## begin Given information

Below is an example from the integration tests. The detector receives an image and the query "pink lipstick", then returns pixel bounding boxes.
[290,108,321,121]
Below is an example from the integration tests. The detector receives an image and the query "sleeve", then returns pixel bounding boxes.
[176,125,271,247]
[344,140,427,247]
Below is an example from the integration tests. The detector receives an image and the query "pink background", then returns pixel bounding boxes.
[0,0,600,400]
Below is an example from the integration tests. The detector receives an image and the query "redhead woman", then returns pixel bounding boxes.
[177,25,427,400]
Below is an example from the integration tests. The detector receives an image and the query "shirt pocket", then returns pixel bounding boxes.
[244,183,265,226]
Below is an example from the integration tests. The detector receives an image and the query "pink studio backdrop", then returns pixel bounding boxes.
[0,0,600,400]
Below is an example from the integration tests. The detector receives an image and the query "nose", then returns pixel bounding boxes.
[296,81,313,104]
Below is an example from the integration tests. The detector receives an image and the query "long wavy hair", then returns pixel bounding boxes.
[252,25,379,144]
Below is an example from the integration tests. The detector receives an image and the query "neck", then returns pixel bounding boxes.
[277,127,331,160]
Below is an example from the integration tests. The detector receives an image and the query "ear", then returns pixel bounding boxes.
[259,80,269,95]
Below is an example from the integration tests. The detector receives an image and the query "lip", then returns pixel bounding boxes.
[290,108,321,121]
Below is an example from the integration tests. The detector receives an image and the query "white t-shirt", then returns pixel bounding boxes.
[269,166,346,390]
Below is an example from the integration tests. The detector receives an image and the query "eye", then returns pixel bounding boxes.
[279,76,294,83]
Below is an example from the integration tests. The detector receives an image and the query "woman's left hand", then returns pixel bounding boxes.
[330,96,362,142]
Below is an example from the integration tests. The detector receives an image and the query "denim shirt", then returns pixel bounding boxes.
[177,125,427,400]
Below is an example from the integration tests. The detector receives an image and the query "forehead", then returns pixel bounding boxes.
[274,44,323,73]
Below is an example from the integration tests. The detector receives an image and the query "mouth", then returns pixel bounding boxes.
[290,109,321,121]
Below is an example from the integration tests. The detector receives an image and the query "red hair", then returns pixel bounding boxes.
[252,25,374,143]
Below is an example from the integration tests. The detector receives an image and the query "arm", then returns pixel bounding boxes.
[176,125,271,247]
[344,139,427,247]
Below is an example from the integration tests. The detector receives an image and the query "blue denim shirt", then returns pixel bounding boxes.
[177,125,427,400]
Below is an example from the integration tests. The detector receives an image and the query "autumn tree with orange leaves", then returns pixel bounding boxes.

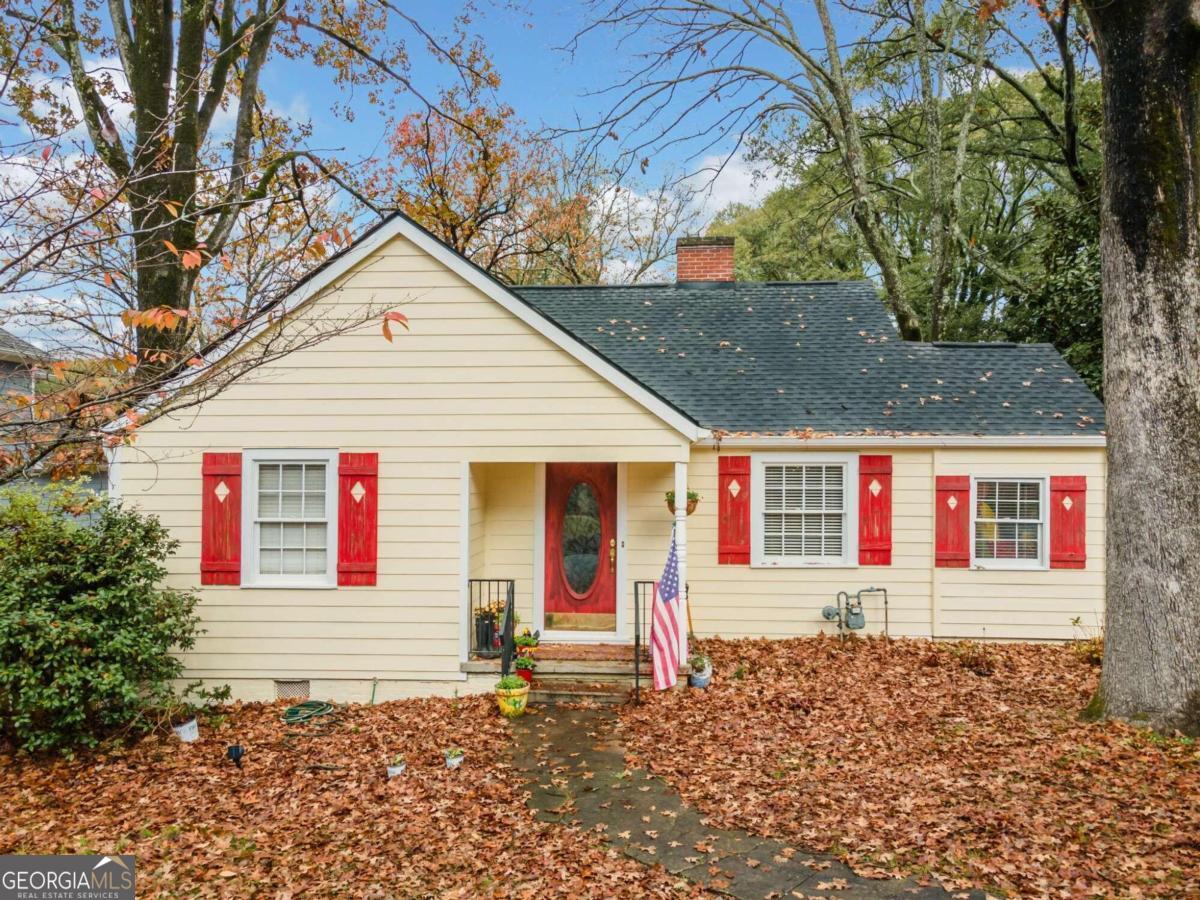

## end Given information

» **Exercise directions**
Please extract every line from the listing above that contains the word "denim".

» **Problem solution**
Below is an example from the integration tests. The detector receives an image and the query "denim shirt", then returns pixel bounding boxes.
Below is an example from the integration tests. The detector receives an image and the query "blue denim shirt", then returns pixel bounding boxes.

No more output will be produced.